RECORDS FOR THIS EXERCISE:
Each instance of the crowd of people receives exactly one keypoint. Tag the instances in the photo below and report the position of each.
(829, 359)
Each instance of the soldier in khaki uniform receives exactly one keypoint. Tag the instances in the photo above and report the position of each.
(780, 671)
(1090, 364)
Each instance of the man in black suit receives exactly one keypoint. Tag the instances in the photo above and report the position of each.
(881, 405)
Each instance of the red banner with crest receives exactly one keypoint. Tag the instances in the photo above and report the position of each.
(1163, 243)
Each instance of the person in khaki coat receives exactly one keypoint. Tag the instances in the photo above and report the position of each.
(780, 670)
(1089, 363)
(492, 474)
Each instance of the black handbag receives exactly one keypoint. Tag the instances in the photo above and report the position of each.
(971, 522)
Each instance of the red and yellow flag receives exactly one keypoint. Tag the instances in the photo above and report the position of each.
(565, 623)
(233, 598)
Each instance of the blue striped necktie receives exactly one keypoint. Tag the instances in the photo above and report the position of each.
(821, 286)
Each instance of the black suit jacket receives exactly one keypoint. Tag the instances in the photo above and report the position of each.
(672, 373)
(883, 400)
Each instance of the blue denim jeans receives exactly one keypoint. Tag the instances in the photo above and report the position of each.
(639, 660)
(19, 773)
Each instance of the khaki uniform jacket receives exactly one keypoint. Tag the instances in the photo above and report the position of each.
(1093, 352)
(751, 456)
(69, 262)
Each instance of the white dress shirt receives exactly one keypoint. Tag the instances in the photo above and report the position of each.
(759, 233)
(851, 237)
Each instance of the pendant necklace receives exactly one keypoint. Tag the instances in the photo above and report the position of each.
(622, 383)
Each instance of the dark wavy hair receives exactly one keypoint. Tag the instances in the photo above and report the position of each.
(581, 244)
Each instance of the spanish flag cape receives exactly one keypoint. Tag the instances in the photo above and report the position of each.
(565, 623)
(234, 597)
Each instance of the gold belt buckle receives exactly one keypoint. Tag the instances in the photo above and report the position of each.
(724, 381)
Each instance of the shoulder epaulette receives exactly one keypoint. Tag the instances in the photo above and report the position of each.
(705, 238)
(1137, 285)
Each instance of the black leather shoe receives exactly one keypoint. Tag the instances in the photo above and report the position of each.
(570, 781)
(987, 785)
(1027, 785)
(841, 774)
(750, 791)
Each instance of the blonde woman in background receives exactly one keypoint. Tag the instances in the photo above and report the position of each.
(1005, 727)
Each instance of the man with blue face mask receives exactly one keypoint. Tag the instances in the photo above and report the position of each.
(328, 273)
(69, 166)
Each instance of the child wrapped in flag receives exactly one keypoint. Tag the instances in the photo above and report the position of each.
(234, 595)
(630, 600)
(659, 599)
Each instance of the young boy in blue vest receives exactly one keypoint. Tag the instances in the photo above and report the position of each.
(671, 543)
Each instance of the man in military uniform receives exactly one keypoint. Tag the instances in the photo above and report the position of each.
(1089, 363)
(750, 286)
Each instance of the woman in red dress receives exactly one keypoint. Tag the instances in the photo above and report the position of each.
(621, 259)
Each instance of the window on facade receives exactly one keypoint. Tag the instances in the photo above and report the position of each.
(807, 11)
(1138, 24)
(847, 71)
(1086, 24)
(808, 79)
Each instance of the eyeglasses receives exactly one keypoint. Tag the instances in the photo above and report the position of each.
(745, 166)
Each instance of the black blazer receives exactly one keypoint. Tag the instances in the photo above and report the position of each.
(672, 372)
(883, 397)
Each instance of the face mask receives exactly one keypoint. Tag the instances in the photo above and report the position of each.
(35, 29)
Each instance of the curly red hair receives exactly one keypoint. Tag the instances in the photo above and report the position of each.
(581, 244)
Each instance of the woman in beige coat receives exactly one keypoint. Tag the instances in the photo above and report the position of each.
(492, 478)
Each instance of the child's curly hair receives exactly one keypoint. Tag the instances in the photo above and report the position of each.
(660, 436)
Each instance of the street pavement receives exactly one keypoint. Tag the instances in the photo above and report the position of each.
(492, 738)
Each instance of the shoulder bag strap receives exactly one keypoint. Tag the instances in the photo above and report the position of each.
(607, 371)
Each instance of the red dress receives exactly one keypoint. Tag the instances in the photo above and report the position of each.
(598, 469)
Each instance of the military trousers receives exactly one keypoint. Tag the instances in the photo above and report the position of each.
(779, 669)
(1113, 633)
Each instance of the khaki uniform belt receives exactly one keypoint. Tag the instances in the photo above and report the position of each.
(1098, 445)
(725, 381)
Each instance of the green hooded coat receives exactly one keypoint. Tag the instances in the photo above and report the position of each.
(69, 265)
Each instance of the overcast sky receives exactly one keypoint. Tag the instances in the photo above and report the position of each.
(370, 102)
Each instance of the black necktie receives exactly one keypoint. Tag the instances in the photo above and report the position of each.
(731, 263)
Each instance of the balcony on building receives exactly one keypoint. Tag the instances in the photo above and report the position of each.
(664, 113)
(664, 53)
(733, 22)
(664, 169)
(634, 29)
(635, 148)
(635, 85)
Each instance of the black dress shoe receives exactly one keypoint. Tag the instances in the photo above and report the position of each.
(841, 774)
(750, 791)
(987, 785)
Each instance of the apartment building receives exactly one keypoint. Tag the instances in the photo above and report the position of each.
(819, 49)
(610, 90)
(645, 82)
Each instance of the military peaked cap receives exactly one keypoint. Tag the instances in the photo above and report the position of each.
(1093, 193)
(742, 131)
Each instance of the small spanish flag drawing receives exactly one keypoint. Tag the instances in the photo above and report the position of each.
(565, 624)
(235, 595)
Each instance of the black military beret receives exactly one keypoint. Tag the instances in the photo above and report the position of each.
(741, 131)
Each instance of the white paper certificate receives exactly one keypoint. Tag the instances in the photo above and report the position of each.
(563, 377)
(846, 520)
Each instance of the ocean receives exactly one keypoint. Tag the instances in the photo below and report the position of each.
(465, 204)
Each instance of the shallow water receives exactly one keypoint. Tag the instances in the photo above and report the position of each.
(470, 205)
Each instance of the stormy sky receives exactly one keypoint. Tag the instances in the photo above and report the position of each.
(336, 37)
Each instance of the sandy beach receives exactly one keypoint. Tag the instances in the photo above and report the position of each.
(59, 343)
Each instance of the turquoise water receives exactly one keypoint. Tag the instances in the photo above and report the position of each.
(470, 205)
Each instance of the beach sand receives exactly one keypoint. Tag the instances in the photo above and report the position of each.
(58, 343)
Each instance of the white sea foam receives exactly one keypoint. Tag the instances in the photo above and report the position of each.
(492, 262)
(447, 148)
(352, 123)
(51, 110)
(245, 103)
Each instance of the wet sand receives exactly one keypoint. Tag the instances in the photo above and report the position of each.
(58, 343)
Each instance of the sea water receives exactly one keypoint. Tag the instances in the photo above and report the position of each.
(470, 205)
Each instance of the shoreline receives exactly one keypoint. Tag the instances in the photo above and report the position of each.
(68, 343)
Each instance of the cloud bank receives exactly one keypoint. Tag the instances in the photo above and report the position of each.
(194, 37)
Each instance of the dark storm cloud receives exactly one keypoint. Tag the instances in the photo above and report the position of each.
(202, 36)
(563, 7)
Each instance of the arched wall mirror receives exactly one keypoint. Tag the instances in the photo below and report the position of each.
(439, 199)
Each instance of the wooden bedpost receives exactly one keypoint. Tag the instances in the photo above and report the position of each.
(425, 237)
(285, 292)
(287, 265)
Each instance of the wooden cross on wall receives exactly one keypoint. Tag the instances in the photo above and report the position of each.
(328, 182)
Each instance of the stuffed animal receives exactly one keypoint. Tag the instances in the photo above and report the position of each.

REQUIREMENT: Reproduce the material above word for word, with every line in its original order.

OUTPUT FOR THIS EXERCISE:
Each instance of the crowd of people receives exactly one keypoint. Tag the instances in the photo below and report the position of each.
(829, 359)
Each instance of the soldier in khaki uniform receives exactly one keypoint. Tag the instances in the photo above and report the position of each.
(780, 671)
(1090, 364)
Each instance of the man in black suit receives exactly one keypoint. Tag the instances in the photo above and report the position of each.
(881, 405)
Each instance of the red banner with crest receives exactly one keypoint. Tag the instances in the photo above and report the position of each.
(1163, 243)
Each instance of the person in khaki coat receives exactly one keypoint. Tag the instances in the photo above and report the position of each.
(780, 670)
(1089, 363)
(492, 474)
Each instance of the black handbag receives exactly one keypoint. Tag the instances in the photo above and report the position of each.
(971, 522)
Each instance of the red and yellow flag receives exactly one keypoint. Tag the instances in the photo above and report the position of each.
(565, 623)
(233, 598)
Each instance of the blue striped necktie receives exactly one keypoint. Tag the instances in the photo above and report the position of each.
(821, 286)
Each instance of the black suit jacket receives exactly one keypoint. Tag the instances in the photo above and report the position of each.
(672, 373)
(883, 400)
Each instance of the blue denim jeans receives exactly one keypoint. Tag the instances in the photo above and report the position of each.
(639, 660)
(19, 773)
Each instance of the khaki uniform jacket receives exactly one keypoint. Tag the instances in the photo above and report the position of each.
(1093, 352)
(751, 456)
(69, 262)
Each instance of the white dress shirt receives exactly one keypoint. Tag the instances in the photo above and report the position of each.
(759, 233)
(851, 237)
Each instance of the pendant necklace receives exactly one keypoint. Tag the instances in the photo above and report the position of each.
(622, 383)
Each instance of the dark wavy hair receives exactly one keypoint. Tag the instances in the photo above and report the position of each.
(581, 244)
Each instance of the spanish flag cape receives exactly one keypoint. Tag the instances in the photo above and report the position of each.
(565, 623)
(234, 597)
Each instance of the gold belt buckle receives exactly one keypoint. Tag the instances in the photo above and report the position of each.
(724, 381)
Each instance of the shoulder epaulette receives exactly one keypoint. Tag the instances in the photo above and report the position of each.
(705, 238)
(1137, 285)
Each instance of the black leather shoe receives exactly one keypoint. Tag the instances in the photo above and report the position of each.
(570, 781)
(987, 785)
(1027, 785)
(841, 774)
(750, 791)
Each instance of the blonde woman in background receives exactly one keypoint. Tag the instances in the photo above and report the position of each.
(1005, 727)
Each instance of the man with blue face mask receives exactly one keypoint. Tag the instances in the photo above and report the position of each.
(328, 273)
(69, 166)
Each instance of the child wrapped in flag receives exactly one keypoint. Tag the instances in the photo above and report the position of each.
(234, 595)
(630, 600)
(659, 599)
Each instance of the young boy in blue vest receives exactly one keypoint. Tag the instances in the photo above and report the position of each.
(671, 543)
Each instance of the man in military uniform receives exactly one keypoint. Tag the instances in the photo above and report the position of each.
(1089, 363)
(750, 286)
Each instance of the woman in red dress receives exactly one keypoint. Tag the instances in the photo above and report the position of each.
(621, 259)
Each instance of the window on facade receives exactly one keypoint. Tag the instances in the photo above and report the position of each.
(807, 11)
(1138, 24)
(847, 71)
(1086, 24)
(808, 79)
Each instance of the eyeglasses receives exactly one keypoint. Tag the instances in the photo above and report the position of each.
(745, 166)
Each instance of the black blazer receives exactly one keypoint. Tag the instances in the photo above and report the position of each.
(672, 372)
(883, 397)
Each instance of the face mask receives exactly one keypoint. Tag the instances in the photo above and report the position of each.
(35, 29)
Each instance of the curly red hair receives exactly one keypoint. Tag the instances in the photo above and report the position of each.
(581, 244)
Each instance of the woman in beige coat receives exactly one keypoint. Tag the instances in the photo above and report the position of each.
(492, 478)
Each instance of the child's curly hair receives exactly one keypoint. Tag the instances in the photo above and report the position of each.
(660, 436)
Each instance of the street pavement receives exactly one keypoint. Tag the instances in the photo above and report the position of each.
(492, 738)
Each instance of the shoulder bag strap receives exactly one keypoint. Tag the instances in the photo above and report the position of each.
(607, 371)
Each instance of the red dress receives exactly one keypoint. Tag the instances in the photo above and report the position of each.
(598, 469)
Each instance of the military trousers receives exactly one keypoint. Tag the instances in the photo above and report the position of each.
(779, 669)
(1113, 633)
Each instance of the khaki uniform belt receives exactly one keypoint. Tag the instances in the photo above and report the position of each.
(1098, 445)
(725, 381)
Each instance of the green hooded coat receives exactly one keypoint. Tag the instances in the photo above and report the position of each.
(69, 265)
Each instance of the overcast sky receives exactly one keypoint. Tag the instances in the photo above and report the position of each.
(370, 102)
Each instance of the black necktie receives exactly one keypoint. Tag the instances in the photo above and report the position of each.
(731, 263)
Each instance of the balcony on building receives exactly one keypoint. Tag the instances in the photo above and report the position of each.
(664, 113)
(664, 53)
(733, 22)
(664, 169)
(634, 29)
(635, 148)
(635, 85)
Each instance of the black dress shoe receives exactly one keypoint. Tag the instances in the photo above and report the position of each.
(841, 774)
(750, 791)
(987, 785)
Each instance of the apartment building receives exactly one keypoint. Tag the instances in the photo above and report the position of each.
(819, 49)
(610, 90)
(645, 82)
Each instance of the military peaked cap receives exactly one keypoint. Tag the instances in the photo above and report the position of each.
(1093, 193)
(742, 131)
Each instance of the small spanish flag drawing receives exactly one keypoint. Tag the instances in the photo above and report the position of each.
(565, 624)
(235, 595)
Each instance of the black military beret receives exactly one keypoint. Tag the instances in the photo above and report the position of each.
(741, 131)
Each instance of the white paper certificate receives exactly one keypoint. Tag the instances in the photo above and report the position of each.
(563, 377)
(846, 520)
Each instance of the ocean receives exactly one keypoint. Tag the instances in the photo below and report the position of each.
(465, 204)
Each instance of the shallow water receives exactly one keypoint. Tag the instances in the photo above and report the position of each.
(470, 205)
Each instance of the stormy sky receives exactly one keypoint. Tag the instances in the photo above and report the position of each.
(336, 37)
Each instance of the sandy beach receives exactly one keypoint. Tag the instances in the photo above and report the position of each.
(59, 343)
Each instance of the turquoise water receives exactly one keypoint. Tag the instances in the photo above and report the position of each.
(470, 205)
Each instance of the beach sand receives exactly one keypoint. Tag the instances in the photo above and report the position of each.
(58, 343)
Each instance of the white sea foam receives exactly one keypoint. Tag the instances in the photo above and report the position of each.
(492, 262)
(447, 148)
(352, 123)
(51, 110)
(245, 103)
Each instance of the wet sand receives exactly one keypoint. Tag the instances in the photo above and report the position of each.
(58, 343)
Each instance of the sea water receives exactly one keypoint. Tag the instances in the photo above and report the position of each.
(470, 205)
Each instance of the shoreline receives exactly one keypoint. Tag the instances in the photo above and report the position of each.
(68, 343)
Each instance of the cloud bank receives exactly one keypoint. Tag the instances in the photo above and report the position of each.
(194, 37)
Each instance of the dark storm cloud receives exactly one keypoint. Tag the instances in the photo above and report the position of each.
(202, 36)
(563, 7)
Each instance of the arched wall mirror receives exactly one keypoint. Tag the instances in the photo below and report the position of each.
(439, 199)
Each instance of the wooden bedpost receives exactly one keypoint. Tag the instances in the photo above and report the position of each.
(425, 237)
(285, 292)
(287, 265)
Each instance of the wooden cross on wall receives exactly one keypoint. Tag the instances in the photo above and report the position of each.
(328, 182)
Each instance of the stuffed animal receives exactly one keypoint. Tag the instances in the photo above and report the position of each.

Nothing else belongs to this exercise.